## Start Data shown
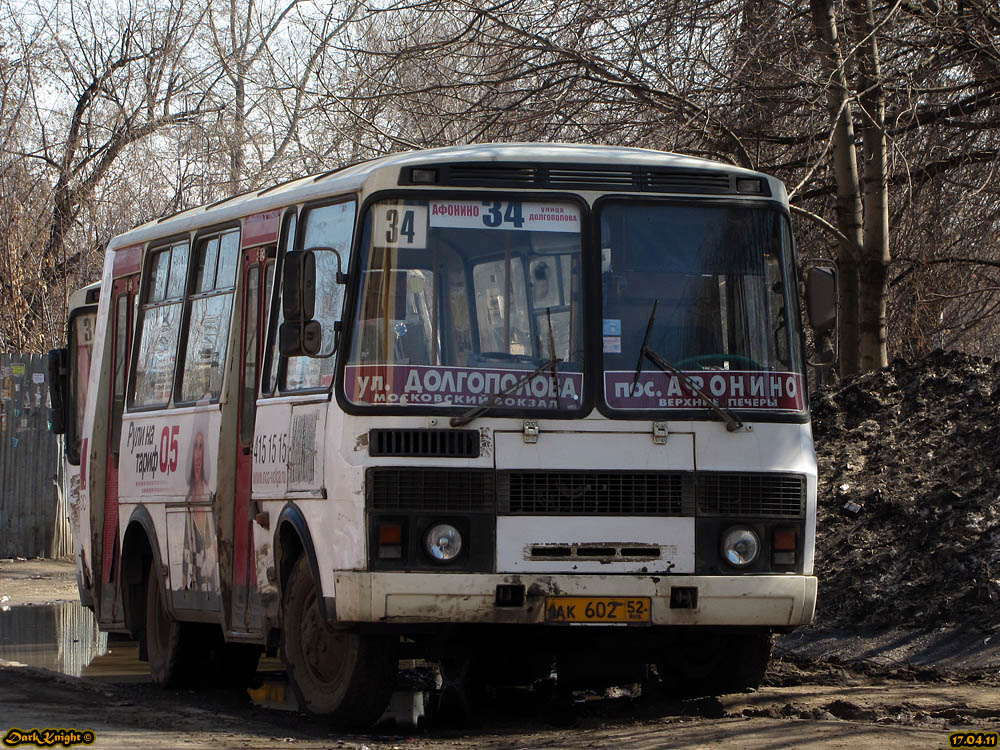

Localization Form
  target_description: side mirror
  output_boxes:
[281,250,316,323]
[48,348,69,435]
[278,320,323,357]
[806,266,837,334]
[278,247,347,357]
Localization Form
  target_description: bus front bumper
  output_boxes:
[327,572,816,628]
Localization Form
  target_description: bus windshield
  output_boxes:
[344,199,583,410]
[599,200,805,412]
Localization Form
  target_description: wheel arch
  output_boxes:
[273,501,322,600]
[121,505,169,636]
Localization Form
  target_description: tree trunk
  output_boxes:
[810,0,863,375]
[848,0,891,372]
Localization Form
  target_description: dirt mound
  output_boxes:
[813,351,1000,629]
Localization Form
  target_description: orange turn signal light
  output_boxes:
[772,528,796,552]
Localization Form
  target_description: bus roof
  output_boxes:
[67,281,101,312]
[109,143,785,250]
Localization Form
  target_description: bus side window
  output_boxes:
[260,209,298,396]
[240,265,260,447]
[131,240,188,407]
[178,229,240,402]
[111,292,129,461]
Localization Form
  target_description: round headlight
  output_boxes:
[722,526,760,568]
[424,523,462,562]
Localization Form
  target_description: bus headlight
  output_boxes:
[722,526,760,568]
[424,523,462,562]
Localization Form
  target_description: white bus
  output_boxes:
[52,144,835,723]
## End Data shown
Instructions for the task: Please pick out each line of the data above that contains the string "side"; treat uppercase and lowercase letters as different.

Solution below:
  target_description: side mirror
  target_description: bus side window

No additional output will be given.